[START OF STORED ROWS]

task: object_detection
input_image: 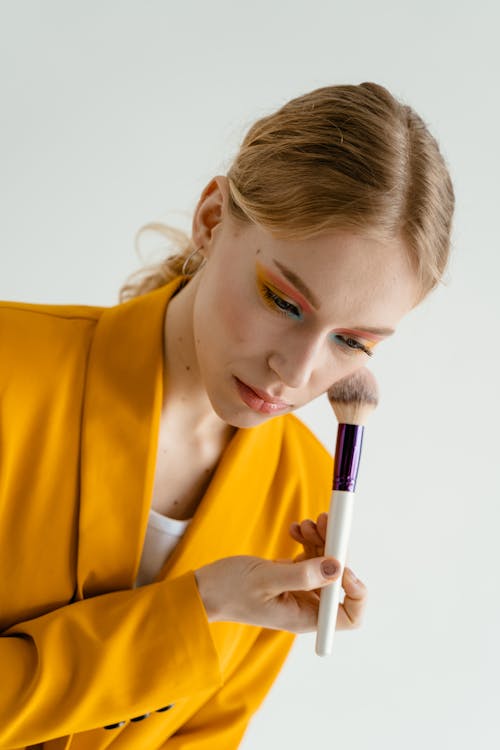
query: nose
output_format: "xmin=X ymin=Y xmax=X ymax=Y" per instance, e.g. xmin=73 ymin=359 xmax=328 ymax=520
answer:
xmin=267 ymin=336 xmax=323 ymax=388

[END OF STORED ROWS]

Update these lines so that every "per instance" becomes "for each instance" and nothing else changes. Leave the pictures out of your answer.

WORKED ANSWER:
task: object_detection
input_image: 
query: nose
output_format: "xmin=X ymin=Y xmax=X ymax=Y" for each instance, e.g. xmin=73 ymin=359 xmax=328 ymax=520
answer:
xmin=267 ymin=336 xmax=323 ymax=388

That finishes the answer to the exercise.